(Stored records)
◆ ◆ ◆ ◆ ◆ ◆ ◆
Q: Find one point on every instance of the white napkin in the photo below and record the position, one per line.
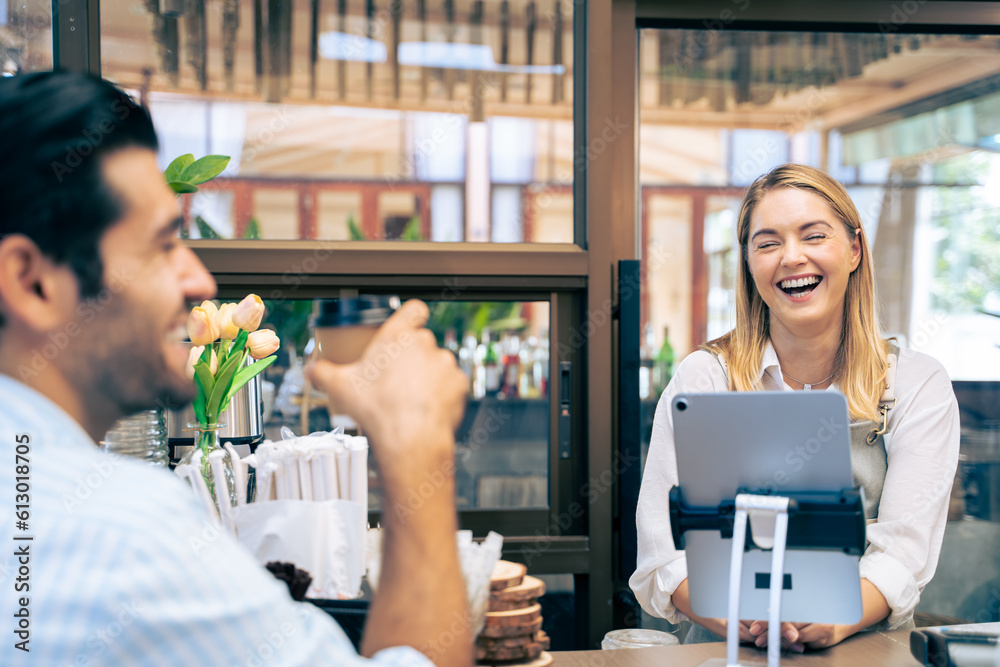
(319, 537)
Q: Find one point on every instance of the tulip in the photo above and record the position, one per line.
(202, 329)
(262, 343)
(224, 320)
(210, 308)
(193, 359)
(248, 313)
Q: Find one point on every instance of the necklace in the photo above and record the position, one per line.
(805, 386)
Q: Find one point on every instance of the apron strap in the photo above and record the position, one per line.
(888, 400)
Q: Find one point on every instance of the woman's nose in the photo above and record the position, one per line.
(791, 254)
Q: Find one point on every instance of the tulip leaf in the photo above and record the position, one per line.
(253, 230)
(223, 352)
(179, 164)
(246, 374)
(354, 232)
(205, 381)
(204, 169)
(182, 187)
(223, 379)
(240, 342)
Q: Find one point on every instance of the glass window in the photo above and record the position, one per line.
(910, 124)
(502, 456)
(25, 36)
(410, 121)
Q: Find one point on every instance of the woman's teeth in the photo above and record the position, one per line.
(800, 285)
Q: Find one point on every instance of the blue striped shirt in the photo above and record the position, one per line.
(124, 568)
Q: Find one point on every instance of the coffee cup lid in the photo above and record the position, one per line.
(366, 309)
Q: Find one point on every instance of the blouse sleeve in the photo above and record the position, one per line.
(660, 568)
(922, 450)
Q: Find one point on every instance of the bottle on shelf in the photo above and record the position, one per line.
(491, 364)
(540, 367)
(526, 387)
(451, 342)
(467, 359)
(479, 368)
(511, 361)
(663, 365)
(646, 354)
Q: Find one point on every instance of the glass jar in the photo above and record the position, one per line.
(637, 638)
(141, 436)
(199, 458)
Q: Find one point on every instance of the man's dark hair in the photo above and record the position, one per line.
(55, 127)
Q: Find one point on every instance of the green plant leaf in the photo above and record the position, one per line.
(205, 229)
(239, 342)
(253, 230)
(223, 352)
(179, 164)
(246, 374)
(205, 381)
(223, 379)
(182, 187)
(204, 169)
(412, 230)
(353, 230)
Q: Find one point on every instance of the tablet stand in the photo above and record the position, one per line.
(841, 527)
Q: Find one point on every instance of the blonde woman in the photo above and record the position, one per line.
(806, 320)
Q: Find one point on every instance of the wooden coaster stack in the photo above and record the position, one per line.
(513, 633)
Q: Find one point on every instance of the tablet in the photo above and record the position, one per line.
(776, 443)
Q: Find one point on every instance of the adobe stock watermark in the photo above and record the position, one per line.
(902, 13)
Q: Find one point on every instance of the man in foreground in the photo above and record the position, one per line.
(110, 561)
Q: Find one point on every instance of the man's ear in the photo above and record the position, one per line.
(34, 290)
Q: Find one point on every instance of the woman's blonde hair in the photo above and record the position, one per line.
(861, 362)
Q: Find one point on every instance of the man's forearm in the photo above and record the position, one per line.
(421, 600)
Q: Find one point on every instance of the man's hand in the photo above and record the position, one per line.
(408, 395)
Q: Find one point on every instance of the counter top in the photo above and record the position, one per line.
(881, 649)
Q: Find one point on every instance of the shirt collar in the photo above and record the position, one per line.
(769, 365)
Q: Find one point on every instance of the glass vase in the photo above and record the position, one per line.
(206, 442)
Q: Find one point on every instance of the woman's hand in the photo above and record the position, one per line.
(719, 626)
(799, 636)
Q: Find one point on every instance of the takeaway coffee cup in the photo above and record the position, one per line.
(345, 326)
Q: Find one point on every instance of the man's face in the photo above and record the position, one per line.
(131, 346)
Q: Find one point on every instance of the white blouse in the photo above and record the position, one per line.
(921, 445)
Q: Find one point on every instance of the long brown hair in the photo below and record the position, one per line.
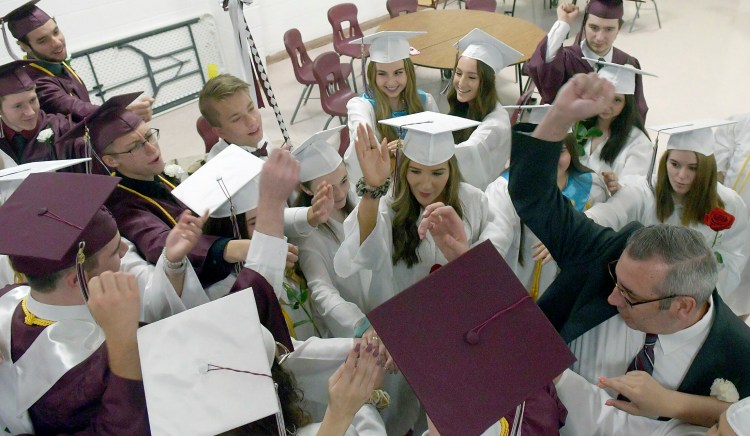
(701, 198)
(407, 210)
(485, 101)
(409, 95)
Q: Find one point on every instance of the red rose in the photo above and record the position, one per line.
(718, 219)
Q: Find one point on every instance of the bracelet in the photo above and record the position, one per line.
(372, 191)
(174, 267)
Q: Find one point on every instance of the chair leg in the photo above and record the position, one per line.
(299, 103)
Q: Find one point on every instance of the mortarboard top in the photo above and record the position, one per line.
(691, 135)
(14, 79)
(429, 140)
(107, 123)
(316, 156)
(186, 392)
(387, 46)
(50, 214)
(234, 173)
(606, 8)
(738, 416)
(491, 330)
(622, 76)
(484, 47)
(25, 18)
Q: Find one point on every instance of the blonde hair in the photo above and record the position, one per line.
(215, 90)
(701, 198)
(409, 95)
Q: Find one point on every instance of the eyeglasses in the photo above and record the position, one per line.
(611, 266)
(151, 137)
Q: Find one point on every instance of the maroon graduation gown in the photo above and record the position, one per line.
(549, 77)
(36, 151)
(147, 226)
(61, 93)
(88, 399)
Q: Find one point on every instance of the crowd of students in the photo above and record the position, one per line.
(639, 264)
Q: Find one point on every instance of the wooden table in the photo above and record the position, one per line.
(445, 27)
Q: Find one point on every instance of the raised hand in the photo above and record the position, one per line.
(374, 161)
(322, 205)
(184, 236)
(567, 12)
(446, 229)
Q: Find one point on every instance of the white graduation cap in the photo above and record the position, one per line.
(484, 47)
(622, 76)
(387, 46)
(233, 173)
(22, 171)
(428, 138)
(204, 376)
(738, 416)
(694, 136)
(317, 156)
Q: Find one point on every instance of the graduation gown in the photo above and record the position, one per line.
(60, 90)
(549, 77)
(362, 110)
(88, 398)
(577, 300)
(483, 156)
(630, 165)
(637, 203)
(36, 150)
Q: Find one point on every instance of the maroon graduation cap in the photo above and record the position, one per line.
(50, 214)
(470, 341)
(25, 18)
(107, 123)
(14, 79)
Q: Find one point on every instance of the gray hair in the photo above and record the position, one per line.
(693, 270)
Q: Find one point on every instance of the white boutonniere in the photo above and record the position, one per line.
(174, 170)
(45, 136)
(724, 390)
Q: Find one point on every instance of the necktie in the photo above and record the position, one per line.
(599, 66)
(644, 360)
(261, 152)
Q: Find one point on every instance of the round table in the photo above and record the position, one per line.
(445, 27)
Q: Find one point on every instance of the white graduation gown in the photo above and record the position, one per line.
(637, 203)
(359, 110)
(339, 301)
(375, 253)
(483, 156)
(631, 164)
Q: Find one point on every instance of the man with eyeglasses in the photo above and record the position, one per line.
(638, 307)
(60, 89)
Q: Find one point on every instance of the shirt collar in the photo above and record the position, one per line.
(672, 342)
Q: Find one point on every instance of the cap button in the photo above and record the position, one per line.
(472, 337)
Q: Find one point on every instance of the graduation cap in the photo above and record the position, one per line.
(24, 19)
(387, 46)
(53, 218)
(110, 121)
(225, 185)
(317, 156)
(606, 8)
(490, 330)
(429, 140)
(738, 416)
(484, 47)
(694, 136)
(622, 76)
(14, 79)
(201, 376)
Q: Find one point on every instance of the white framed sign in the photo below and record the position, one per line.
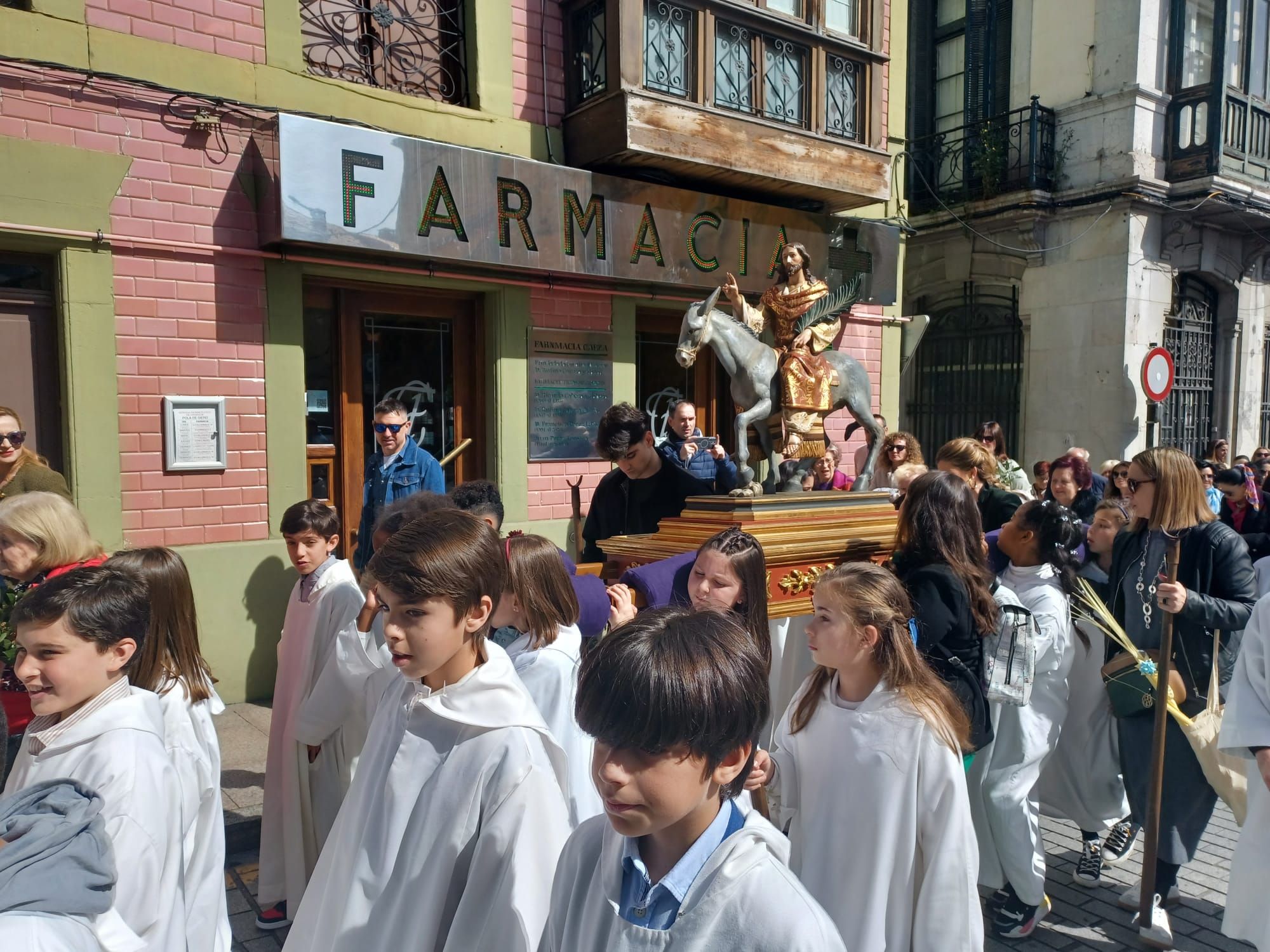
(194, 433)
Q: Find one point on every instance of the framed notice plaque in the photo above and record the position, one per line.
(194, 433)
(571, 387)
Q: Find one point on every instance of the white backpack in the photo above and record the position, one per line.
(1010, 652)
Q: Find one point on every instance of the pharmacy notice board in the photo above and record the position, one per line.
(571, 387)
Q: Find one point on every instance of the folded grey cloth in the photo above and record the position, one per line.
(58, 857)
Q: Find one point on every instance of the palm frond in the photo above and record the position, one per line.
(831, 304)
(1094, 611)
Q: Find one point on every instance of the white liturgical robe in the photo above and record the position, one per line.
(551, 675)
(302, 800)
(881, 833)
(450, 835)
(1247, 724)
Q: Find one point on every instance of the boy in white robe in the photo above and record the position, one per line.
(77, 635)
(304, 785)
(1247, 733)
(676, 703)
(450, 835)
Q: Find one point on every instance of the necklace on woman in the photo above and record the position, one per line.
(1149, 600)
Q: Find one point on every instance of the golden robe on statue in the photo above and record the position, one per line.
(806, 376)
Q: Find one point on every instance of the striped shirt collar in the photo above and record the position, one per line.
(44, 732)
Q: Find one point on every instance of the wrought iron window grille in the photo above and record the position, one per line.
(410, 46)
(981, 161)
(1191, 336)
(968, 367)
(670, 43)
(843, 82)
(591, 53)
(773, 86)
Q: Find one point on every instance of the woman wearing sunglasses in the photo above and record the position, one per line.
(21, 469)
(1215, 592)
(1010, 474)
(1244, 508)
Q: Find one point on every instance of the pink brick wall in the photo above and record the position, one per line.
(528, 62)
(549, 483)
(227, 27)
(186, 323)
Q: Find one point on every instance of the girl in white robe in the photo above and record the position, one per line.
(172, 666)
(1247, 729)
(1081, 783)
(304, 789)
(868, 767)
(1041, 541)
(540, 604)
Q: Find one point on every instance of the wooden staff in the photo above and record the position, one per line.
(1156, 784)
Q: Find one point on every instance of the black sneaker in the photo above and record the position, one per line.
(275, 918)
(1089, 868)
(994, 903)
(1120, 842)
(1018, 921)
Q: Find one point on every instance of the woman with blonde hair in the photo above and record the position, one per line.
(899, 449)
(1215, 592)
(22, 470)
(975, 463)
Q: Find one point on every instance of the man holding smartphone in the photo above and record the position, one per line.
(697, 455)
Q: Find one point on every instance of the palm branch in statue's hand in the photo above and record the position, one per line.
(831, 305)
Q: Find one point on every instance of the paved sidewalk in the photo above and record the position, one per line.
(1084, 920)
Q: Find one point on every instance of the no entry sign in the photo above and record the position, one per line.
(1158, 374)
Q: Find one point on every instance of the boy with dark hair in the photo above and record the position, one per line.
(76, 637)
(454, 823)
(482, 499)
(304, 785)
(642, 492)
(401, 468)
(676, 703)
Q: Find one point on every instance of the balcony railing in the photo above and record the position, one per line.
(982, 161)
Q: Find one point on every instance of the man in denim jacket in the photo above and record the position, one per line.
(399, 469)
(712, 466)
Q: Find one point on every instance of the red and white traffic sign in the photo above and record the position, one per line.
(1158, 374)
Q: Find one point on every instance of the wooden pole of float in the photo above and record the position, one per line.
(1156, 783)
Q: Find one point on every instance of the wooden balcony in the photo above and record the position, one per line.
(728, 97)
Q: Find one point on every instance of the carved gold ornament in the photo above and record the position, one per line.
(799, 581)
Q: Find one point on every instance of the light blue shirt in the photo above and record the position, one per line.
(657, 906)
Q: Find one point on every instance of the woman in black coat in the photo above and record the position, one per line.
(942, 559)
(1215, 592)
(1244, 508)
(975, 464)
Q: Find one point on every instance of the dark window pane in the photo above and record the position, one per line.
(735, 68)
(590, 56)
(784, 82)
(669, 48)
(843, 97)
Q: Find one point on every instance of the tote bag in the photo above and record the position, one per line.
(1225, 774)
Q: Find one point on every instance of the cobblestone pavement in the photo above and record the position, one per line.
(1084, 920)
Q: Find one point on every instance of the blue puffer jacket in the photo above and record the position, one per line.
(721, 474)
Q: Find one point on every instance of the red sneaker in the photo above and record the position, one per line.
(275, 918)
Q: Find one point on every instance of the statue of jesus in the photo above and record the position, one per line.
(806, 376)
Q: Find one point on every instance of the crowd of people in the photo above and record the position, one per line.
(476, 746)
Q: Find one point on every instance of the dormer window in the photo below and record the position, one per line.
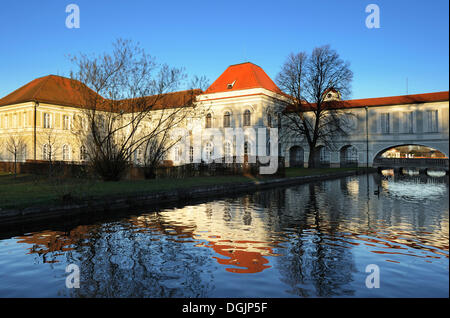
(230, 85)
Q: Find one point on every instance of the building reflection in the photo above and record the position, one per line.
(306, 233)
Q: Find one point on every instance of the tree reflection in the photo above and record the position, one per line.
(312, 264)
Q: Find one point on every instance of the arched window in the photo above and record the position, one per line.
(227, 119)
(24, 152)
(191, 154)
(83, 153)
(138, 156)
(246, 148)
(66, 122)
(208, 121)
(66, 153)
(209, 151)
(227, 150)
(247, 118)
(47, 120)
(46, 152)
(269, 120)
(177, 153)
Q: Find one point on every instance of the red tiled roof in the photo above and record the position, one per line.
(397, 100)
(58, 90)
(382, 101)
(50, 89)
(244, 76)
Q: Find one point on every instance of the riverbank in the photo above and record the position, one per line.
(26, 198)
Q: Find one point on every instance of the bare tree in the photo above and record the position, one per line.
(309, 112)
(127, 105)
(16, 146)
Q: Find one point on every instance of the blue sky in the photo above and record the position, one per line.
(205, 37)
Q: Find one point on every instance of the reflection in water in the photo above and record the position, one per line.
(308, 240)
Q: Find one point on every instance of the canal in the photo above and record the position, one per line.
(310, 240)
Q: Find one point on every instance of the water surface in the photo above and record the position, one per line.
(312, 240)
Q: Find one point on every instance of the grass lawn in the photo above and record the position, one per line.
(26, 190)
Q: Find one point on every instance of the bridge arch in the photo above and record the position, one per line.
(296, 156)
(348, 156)
(415, 156)
(380, 152)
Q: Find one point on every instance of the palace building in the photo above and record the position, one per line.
(241, 97)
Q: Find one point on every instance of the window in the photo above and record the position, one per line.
(24, 152)
(66, 122)
(269, 120)
(46, 152)
(209, 151)
(324, 155)
(83, 153)
(177, 153)
(138, 156)
(47, 120)
(432, 120)
(384, 118)
(191, 154)
(227, 119)
(227, 150)
(247, 118)
(208, 121)
(66, 153)
(246, 148)
(409, 122)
◆ ◆ ◆ ◆ ◆ ◆ ◆
→ WHAT YOU HAVE TO DO
Extract, exactly, the lines above that begin at the line containing "Q: Find one point on every instance of the bridge" and end at the final line of the records; add no other text.

→ TASK SOLUTION
Q: Find one point on every instance of the bridge arch in the photo above and record the position, one per line.
(296, 156)
(348, 156)
(415, 156)
(380, 152)
Q: Find one point on every instance of the palace building in the photo above and record the position, one per line.
(241, 97)
Q: Find one point on every instance of the window in the photo above and record the position, one per line.
(24, 152)
(66, 122)
(269, 120)
(46, 152)
(209, 151)
(324, 155)
(83, 153)
(177, 153)
(138, 156)
(47, 120)
(432, 120)
(384, 118)
(191, 154)
(227, 119)
(227, 150)
(247, 118)
(208, 121)
(66, 153)
(246, 148)
(409, 122)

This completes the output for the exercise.